==== Fragmento extraído

La constelación de la física cuántica.  Mientras que los trabajos de Einstein y Hubble daban un fuerte envión al estudio de las macroestructuras del universo, paralelamente (en la misma década del ’20) la física experimentaba una revolución en el campo del estudio del universo subatómico con  figuras tales como Niels Bohr, Erwin Schrödinger, Werner Heisenberg, Paul Dirac y Wolfgang Pauli entre otros.  La investigación se concentraba en los elementos o eventos básicos (invisibles) que sostienen la realidad toda, continuando la pesquisa iniciada por los filósofos griegos presocráticos. Su resultado fue la denominada física cuántica, cuyas teorías sobre la energía y la materia no armonizaban con los supuestos elaborados por Einstein. Esto llevó a unas de las búsquedas más fascinantes en la historia intelectual humana tras una “teoría de la gran unificación” (GUT, en inglés), incorporando la física cuántica en las distintas hipótesis cosmológicas. El físico Stephen Hawking es un ejemplo de ello, al igual que Steven Weinberg, Edward Witten, Martin Rees y otros.  Las siguientes teorías resumen las hipótesis centrales de la constelación cuántica[22]:

 

(a)   Las partículas intercambian fuerzas o energía en paquetes llamados “cuantos” –expresión acuñada por Max Planck. En el caso de la luz, por ejemplo, esos paquetes se denominan fotones y se comportan como partículas microscópicas. En principio se describe así la idea de fuerza independientemente de la teoría “geométrica” de Einstein donde la curvatura del espacio determinaría dicha interacción.

 

(b)   Las diferentes fuerzas que medimos son causadas por diferentes cuantos. Así, por ejemplo, la llamada “fuerza de gravedad” (responsable por las órbitas planetarias) estaría expresada por una partícula denominada gravitón. A su vez la fuerza electromagnética (responsable por la luz, el magnetismo) por el fotón, la fuerza nuclear fuerte (que mantiene unidas las partículas subatómicas) por el gluón, y finalmente la fuerza nuclear débil (responsable por la radioactividad) por los bosones W.  Como conjunto esta teoría de las fuerzas es denominada “estándar”, y marca el descubrimiento de las fuerzas que gobiernan todas las interacciones atómicas y partículas subatómicas, y por ende, el universo. Estas fuerzas, se sospecha, son cristalizaciones en nuestro universo tetratridimensional de una sola fuerza que se unificaría a temperaturas –y dimensiones—superiores[23].

========

■ **Preguntas de estudio**:
A) Reproduce textualmente el pasaje del fragmento sobre física cuántica, comenzando en "(a)   Las partículas" y terminando en "determinaría dicha interacción.".
B) Según el fragmento sobre física cuántica, ¿qué partícula expresaría la fuerza nuclear fuerte?
Estos registros provienen de una fuente distinta.

==== Registros listados

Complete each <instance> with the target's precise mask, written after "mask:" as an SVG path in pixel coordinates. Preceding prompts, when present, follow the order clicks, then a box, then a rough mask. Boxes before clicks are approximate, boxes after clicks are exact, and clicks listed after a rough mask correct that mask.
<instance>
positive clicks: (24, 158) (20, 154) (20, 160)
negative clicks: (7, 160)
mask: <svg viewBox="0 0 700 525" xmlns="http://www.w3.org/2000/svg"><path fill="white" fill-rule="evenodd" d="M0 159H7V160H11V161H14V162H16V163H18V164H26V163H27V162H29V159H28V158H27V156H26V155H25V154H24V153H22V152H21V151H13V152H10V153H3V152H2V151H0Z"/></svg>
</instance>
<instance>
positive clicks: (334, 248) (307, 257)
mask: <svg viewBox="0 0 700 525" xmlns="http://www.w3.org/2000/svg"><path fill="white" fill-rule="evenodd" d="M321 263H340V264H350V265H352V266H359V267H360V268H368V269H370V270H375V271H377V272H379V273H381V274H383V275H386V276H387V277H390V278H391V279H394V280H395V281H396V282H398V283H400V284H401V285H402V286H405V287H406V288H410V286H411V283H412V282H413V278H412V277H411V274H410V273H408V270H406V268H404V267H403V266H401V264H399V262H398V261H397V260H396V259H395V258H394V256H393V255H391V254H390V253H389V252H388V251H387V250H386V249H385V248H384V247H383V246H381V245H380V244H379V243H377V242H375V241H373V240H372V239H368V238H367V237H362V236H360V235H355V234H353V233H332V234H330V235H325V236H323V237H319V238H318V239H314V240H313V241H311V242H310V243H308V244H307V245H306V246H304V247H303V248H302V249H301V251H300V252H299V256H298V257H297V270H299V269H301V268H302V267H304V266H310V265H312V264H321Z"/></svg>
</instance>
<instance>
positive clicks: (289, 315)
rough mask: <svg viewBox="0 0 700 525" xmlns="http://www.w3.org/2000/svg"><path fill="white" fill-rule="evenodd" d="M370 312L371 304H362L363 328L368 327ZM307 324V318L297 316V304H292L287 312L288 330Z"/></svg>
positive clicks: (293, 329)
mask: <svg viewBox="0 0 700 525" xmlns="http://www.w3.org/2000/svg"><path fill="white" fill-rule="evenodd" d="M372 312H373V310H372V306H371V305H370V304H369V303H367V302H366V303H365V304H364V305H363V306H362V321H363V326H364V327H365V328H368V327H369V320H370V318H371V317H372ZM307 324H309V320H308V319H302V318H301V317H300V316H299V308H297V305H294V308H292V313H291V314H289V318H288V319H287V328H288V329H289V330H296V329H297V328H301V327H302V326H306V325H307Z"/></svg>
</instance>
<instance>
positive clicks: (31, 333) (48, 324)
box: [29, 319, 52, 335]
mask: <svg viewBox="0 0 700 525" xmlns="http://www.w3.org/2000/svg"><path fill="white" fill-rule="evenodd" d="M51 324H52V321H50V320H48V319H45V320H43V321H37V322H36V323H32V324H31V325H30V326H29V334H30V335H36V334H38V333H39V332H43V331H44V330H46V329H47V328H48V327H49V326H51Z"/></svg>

========

■ **Problemas resueltos**:
A)
(a)   Las partículas intercambian fuerzas o energía en paquetes llamados “cuantos” –expresión acuñada por Max Planck. En el caso de la luz, por ejemplo, esos paquetes se denominan fotones y se comportan como partículas microscópicas. En principio se describe así la idea de fuerza independientemente de la teoría “geométrica” de Einstein donde la curvatura del espacio determinaría dicha interacción.

B) El gluón.